Request a: Put the part of the records that opens with the line containing "If you could tag each instance of the blonde" and runs to the end of the records into a JSON list of strings, one string per line, with blank lines left out.
** Begin Document **
Hey, your Panhead is over here.
Oh. I was talking about...
Nah, no, no, no, no.
I got a better one for you.
It's right over here.
The red one, the Panhead.
- Where?
- Right there.
That's a Panhead.
There're no other Panheads.
- That?
- Yeah.
That's a pile of junk.
Yeah. That's your pile of junk.
- This guy's joking you.
- You wanna know the joke?
The joke is suburban assholes
who buy leather outfits
who think they're bikers.
And it's a joke that I'm damn sick of.
You wanna know who
a real biker is? Damien Blade.
He founded the Del Fuegos
and he built this bar
for real bikers, not this!
Hey, we have a right
to be bikers.
You don't have any rights.
Shut up! I knew you assholes
the minute I laid eyes on you.
Look at the four of you!
- You don't know us.
- You don't think I know you?
What? You're probably a...
a podiatrist
or a ear-nose-and-throat specialist.
- I wish.
- Orthodontist?
Oh. Close enough.
And you, Bobby,
guaranteed you're henpecked.
- Right? Your wife wears the pants.
- You know my wife?
And you, you anal-retentive wimp,
guarantee you bag your own shit.
Wow, you're good.
- What color am I thinking of?
- Shut up.
You're the biggest
poser of them all,
aren't you, squinty?
Go home. Just go home.
Go home. You couldn't
handle this freedom anyhow.
Get out of here.
Go back to your safe little lives.
Let's get our bikes.
We'll get out of here.
You're not listening.
I'm taking your friend's bike
and you guys are gonna
hit the road and go back
to wherever the hell it is
that you came from. Understand?
We're gonna have to
work something out.
All right.
Let's work something out.
[~ John Fogerty:
Keep on Chooglin']
Hey! What's going on?
Something break?
- What's up, man? What's up?
- This is bullshit, man.
We should go back there
and get Dudley's bike.
That's why we're stopping?
What are you, nuts?
We're gonna call the police.
I gotta borrow somebody's cell phone.
Einstein had us
throw 'em away, remember?
Hey, look, man,
damn the bike.
He's gonna have to roll
with that little sidecar.
- Right.
- Let's get up outta here, man.
Come on. The trip is over 'cause
some tattooed bullies pushed us around?
[both] Yeah.
I go where you go.
Good. See? He's got balls.
No. I mean my sidecar's
attached to your bike.
I'd rather turn back.
But, honestly, how far could I roll?
** End Document **
** Begin Record list **
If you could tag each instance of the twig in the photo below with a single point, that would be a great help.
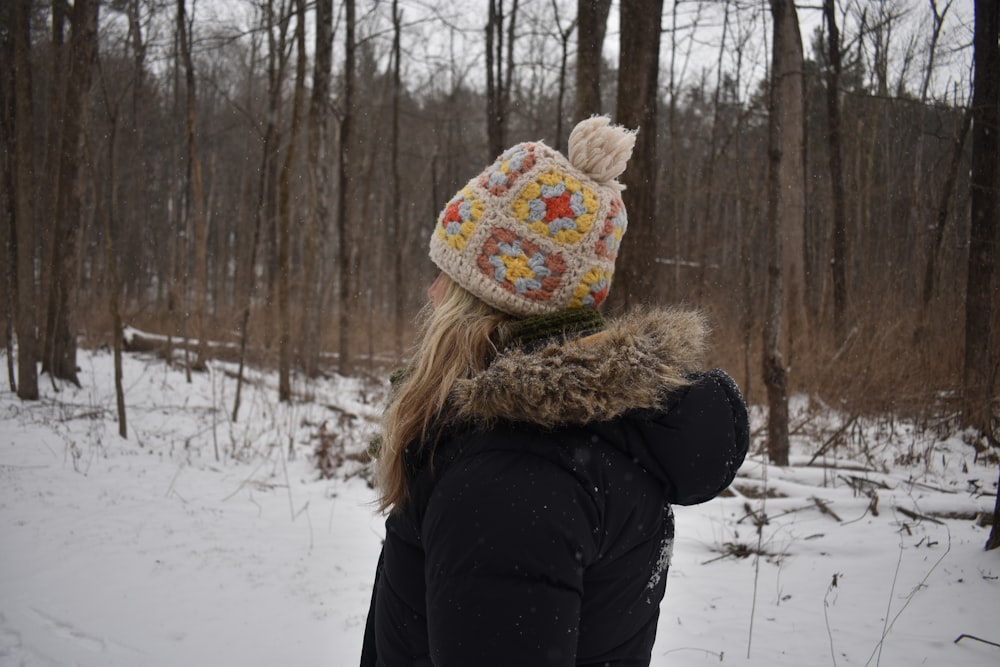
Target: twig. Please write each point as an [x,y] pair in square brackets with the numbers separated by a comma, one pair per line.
[756,563]
[833,438]
[825,509]
[826,616]
[965,636]
[918,517]
[719,655]
[909,598]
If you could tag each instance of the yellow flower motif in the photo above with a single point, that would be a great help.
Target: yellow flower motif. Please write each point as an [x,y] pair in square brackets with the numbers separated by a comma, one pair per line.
[521,210]
[539,228]
[567,236]
[517,267]
[531,191]
[550,178]
[592,276]
[476,210]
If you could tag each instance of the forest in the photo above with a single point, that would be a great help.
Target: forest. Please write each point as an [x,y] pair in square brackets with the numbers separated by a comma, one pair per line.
[257,180]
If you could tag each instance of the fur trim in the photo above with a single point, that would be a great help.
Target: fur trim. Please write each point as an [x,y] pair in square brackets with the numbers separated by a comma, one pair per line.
[634,363]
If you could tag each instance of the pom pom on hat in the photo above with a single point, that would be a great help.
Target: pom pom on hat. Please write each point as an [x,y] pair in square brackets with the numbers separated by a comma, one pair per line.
[535,232]
[600,149]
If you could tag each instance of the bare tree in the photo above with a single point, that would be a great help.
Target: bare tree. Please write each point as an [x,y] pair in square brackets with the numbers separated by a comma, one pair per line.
[786,189]
[59,356]
[106,189]
[18,184]
[319,185]
[265,205]
[499,73]
[397,231]
[344,228]
[194,205]
[592,20]
[285,213]
[637,108]
[979,364]
[838,262]
[564,34]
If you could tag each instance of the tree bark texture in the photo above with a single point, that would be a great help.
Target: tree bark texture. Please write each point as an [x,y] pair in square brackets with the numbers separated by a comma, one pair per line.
[979,364]
[319,188]
[838,262]
[194,204]
[344,227]
[22,233]
[592,24]
[59,358]
[786,191]
[636,274]
[285,212]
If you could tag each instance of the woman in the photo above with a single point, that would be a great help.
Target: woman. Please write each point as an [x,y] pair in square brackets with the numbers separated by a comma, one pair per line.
[530,454]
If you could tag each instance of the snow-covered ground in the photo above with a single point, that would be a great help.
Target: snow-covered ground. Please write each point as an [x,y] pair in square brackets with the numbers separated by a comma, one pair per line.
[152,551]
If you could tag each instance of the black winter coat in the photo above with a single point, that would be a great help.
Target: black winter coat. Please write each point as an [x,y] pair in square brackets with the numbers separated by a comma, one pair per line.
[541,532]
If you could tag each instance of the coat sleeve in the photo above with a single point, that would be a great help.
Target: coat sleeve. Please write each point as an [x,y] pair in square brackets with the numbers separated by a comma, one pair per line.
[506,538]
[704,438]
[695,443]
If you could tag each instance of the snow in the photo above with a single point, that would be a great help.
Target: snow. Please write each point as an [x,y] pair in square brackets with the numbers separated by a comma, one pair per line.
[150,551]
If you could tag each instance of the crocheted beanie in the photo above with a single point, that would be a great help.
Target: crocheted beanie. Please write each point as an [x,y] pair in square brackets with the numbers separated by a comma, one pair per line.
[536,232]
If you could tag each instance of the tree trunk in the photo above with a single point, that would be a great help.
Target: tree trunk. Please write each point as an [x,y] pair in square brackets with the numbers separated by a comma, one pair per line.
[838,263]
[637,108]
[22,230]
[943,208]
[285,213]
[193,197]
[265,200]
[592,23]
[398,232]
[59,358]
[786,189]
[344,227]
[978,381]
[319,182]
[107,207]
[564,35]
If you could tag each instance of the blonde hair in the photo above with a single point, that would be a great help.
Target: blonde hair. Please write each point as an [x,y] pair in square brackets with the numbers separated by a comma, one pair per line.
[459,337]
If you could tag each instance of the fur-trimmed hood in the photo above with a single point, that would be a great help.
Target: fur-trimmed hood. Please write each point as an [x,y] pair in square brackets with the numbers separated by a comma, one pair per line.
** End Record list **
Request b: According to the dialogue, who founded the Del Fuegos?

Worked solution a:
[
  "If you could tag each instance of the blonde hair in the photo above with a single point, that would be a great help.",
  "Target: blonde hair. Please write each point as an [x,y] pair in square brackets with the numbers separated by a comma, one pair per line.",
  "[459,337]",
  "If you could tag each instance of the fur-trimmed hood in the photo above with a single point, that would be a great help.",
  "Target: fur-trimmed hood. Please write each point as an [x,y] pair in square brackets with the numbers separated by a comma, one pair per line."
]

Worked solution b: Damien Blade